→ **WRITTEN EXERCISE**
Present every line of the items below as a numbered list, omitting blank lines.

******

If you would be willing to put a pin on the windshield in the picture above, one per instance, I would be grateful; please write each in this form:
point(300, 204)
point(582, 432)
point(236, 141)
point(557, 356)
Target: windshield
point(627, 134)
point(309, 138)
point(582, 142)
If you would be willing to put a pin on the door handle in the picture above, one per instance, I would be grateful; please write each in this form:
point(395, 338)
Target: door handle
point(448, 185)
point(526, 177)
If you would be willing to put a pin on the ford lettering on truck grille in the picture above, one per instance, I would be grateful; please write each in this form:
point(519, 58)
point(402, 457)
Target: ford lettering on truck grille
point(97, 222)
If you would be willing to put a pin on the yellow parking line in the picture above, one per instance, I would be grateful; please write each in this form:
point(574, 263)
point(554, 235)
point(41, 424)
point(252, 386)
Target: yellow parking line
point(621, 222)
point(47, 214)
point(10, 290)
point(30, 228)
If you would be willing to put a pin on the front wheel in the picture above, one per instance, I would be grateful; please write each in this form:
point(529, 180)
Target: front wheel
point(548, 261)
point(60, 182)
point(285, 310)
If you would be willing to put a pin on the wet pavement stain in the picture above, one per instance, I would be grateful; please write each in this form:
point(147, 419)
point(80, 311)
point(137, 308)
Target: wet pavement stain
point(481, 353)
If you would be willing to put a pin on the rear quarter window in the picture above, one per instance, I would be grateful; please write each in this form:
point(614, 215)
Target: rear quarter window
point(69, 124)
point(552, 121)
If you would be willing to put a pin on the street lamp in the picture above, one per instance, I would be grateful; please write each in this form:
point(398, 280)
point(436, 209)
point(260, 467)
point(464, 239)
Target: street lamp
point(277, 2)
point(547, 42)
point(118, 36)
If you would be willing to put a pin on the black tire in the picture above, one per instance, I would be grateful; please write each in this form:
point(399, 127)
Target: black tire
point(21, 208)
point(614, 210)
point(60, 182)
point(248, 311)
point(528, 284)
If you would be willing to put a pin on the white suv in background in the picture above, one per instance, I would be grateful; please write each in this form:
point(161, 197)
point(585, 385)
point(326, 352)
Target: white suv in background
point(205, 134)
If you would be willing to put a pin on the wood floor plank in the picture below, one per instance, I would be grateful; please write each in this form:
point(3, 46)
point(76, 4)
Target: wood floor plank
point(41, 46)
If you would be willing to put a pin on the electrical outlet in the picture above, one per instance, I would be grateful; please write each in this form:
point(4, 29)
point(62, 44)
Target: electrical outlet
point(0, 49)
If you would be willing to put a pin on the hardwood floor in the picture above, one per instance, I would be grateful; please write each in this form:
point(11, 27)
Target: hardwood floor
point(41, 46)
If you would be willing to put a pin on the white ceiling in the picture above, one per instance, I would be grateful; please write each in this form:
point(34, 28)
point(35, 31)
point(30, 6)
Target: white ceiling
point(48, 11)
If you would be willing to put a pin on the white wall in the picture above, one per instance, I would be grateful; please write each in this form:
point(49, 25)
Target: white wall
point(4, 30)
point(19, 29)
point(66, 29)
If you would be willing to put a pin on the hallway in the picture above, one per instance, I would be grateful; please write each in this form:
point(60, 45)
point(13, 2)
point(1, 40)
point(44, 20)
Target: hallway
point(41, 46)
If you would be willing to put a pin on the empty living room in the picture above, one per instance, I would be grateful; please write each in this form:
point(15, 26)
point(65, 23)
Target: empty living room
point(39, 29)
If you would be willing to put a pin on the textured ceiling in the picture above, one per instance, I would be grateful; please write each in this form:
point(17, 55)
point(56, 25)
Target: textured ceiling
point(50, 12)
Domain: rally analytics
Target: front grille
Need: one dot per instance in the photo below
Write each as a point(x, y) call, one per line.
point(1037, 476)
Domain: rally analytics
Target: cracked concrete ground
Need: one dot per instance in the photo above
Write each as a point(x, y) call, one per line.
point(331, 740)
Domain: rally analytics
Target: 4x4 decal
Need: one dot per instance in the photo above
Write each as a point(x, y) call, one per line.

******

→ **SOLUTION**
1. If you would be willing to put a pin on the windshield in the picture above, one per instance, I would be grateful; please write each in this form:
2. point(300, 204)
3. point(582, 432)
4. point(236, 141)
5. point(557, 356)
6. Target: windshield
7. point(627, 134)
8. point(309, 138)
9. point(582, 142)
10. If you would be willing to put a pin on the door handle in the picture above, one per instance, I would be grateful; please write each in this form:
11. point(395, 338)
12. Target: door handle
13. point(448, 185)
14. point(526, 177)
15. If you would be willing to put a pin on the ford lettering on truck grille in the picture above, one per instance, I would be grateful; please write each in this form:
16. point(519, 58)
17. point(402, 457)
18. Target: ford lettering on truck grille
19. point(97, 222)
20. If you would be willing to put a pin on the yellow parking line in the picture above, one per instance, I would be grateful; please write each in this form:
21. point(574, 263)
22. point(554, 235)
23. point(41, 424)
24. point(252, 386)
25. Target: yellow parking line
26. point(621, 222)
27. point(47, 214)
28. point(10, 290)
29. point(30, 228)
30. If you would be willing to put a pin on the front wheel in the picture above, one per instance, I would be grateful; please write each in this form:
31. point(529, 180)
32. Target: front wheel
33. point(548, 261)
34. point(60, 182)
35. point(285, 310)
36. If you would be willing to put a pin on the wet pavement stain in the picture above, one per instance, I would be grateful; please write each in this form:
37. point(147, 419)
38. point(80, 311)
39. point(137, 308)
40. Target: wet pavement stain
41. point(481, 353)
42. If you would be willing to put a pin on the rear quarter window in the picture above, one per instance, I would be grateful; please write each in this form:
43. point(614, 215)
44. Target: rear quarter window
45. point(69, 124)
46. point(552, 121)
47. If you would be willing to put a pin on the street lamp in the picture above, one per instance, I would be grateful; please write each in this form:
48. point(398, 280)
49. point(436, 209)
50. point(260, 467)
51. point(464, 239)
52. Target: street lamp
53. point(277, 2)
54. point(547, 42)
55. point(118, 36)
56. If you would be willing to put a pin on the black tire in the picture above, one per instance, I would be grateful; please write each in this form:
57. point(399, 127)
58. Target: black tire
59. point(21, 208)
60. point(614, 210)
61. point(60, 182)
62. point(248, 311)
63. point(528, 284)
64. If you would be willing to put a pin on the white suv in background in the picture above, one per instance, I would be grateful; please write each in this form:
65. point(161, 197)
66. point(585, 385)
67. point(326, 352)
68. Target: white suv in background
69. point(205, 134)
70. If you would be willing to put a pin on the wood floor plank in the picture below, one per instance, I would be grateful; please write each in this form:
71. point(3, 46)
72. point(76, 4)
73. Target: wood floor plank
74. point(41, 46)
75. If you would be willing to put a pin on the electrical outlet in the picture above, one per instance, I would be grateful; please write each in this form:
76. point(4, 29)
77. point(62, 44)
78. Target: electrical outlet
79. point(0, 49)
80. If you would be willing to put a pin on the hardwood floor in the picture above, one per instance, I would be grateful; please write each in this form:
81. point(11, 27)
82. Target: hardwood floor
83. point(41, 46)
84. If you would be willing to put a pin on the white ceiling in the picture above, one per instance, I would be grateful; please write each in this form:
85. point(34, 28)
86. point(35, 31)
87. point(30, 6)
88. Target: white ceiling
89. point(48, 11)
90. If you would be willing to put a pin on the white wall in the picture above, one per instance, I would be grateful; please write each in this form:
91. point(49, 25)
92. Target: white wall
93. point(4, 30)
94. point(19, 29)
95. point(66, 29)
96. If you would be willing to put a pin on the hallway in the picture above, one per instance, I would be grateful; please write each in this form:
97. point(60, 45)
98. point(13, 2)
99. point(1, 40)
100. point(44, 20)
101. Target: hallway
102. point(41, 46)
103. If you would be willing to put a pin on the empty living room in the picture above, one per instance, I would be grateful; please write each in this form:
104. point(15, 26)
105. point(65, 23)
106. Target: empty living room
107. point(39, 29)
108. If you would be willing to put a pin on the textured ceiling in the picture above, one per instance, I would be grateful; please write each in this form:
109. point(17, 55)
110. point(56, 25)
111. Target: textured ceiling
112. point(50, 12)
113. Domain: rally analytics
114. Target: front grille
115. Need: one dot per instance in the photo below
116. Write each as a point(x, y) call, one per line.
117. point(1037, 476)
118. Domain: rally analytics
119. Target: cracked concrete ground
120. Need: one dot per instance in the photo above
121. Write each as a point(x, y) call, one per line.
122. point(331, 740)
123. Domain: rally analytics
124. Target: 4x4 decal
125. Need: one dot per instance in the photo above
126. Write each as a point(x, y) call, one per line.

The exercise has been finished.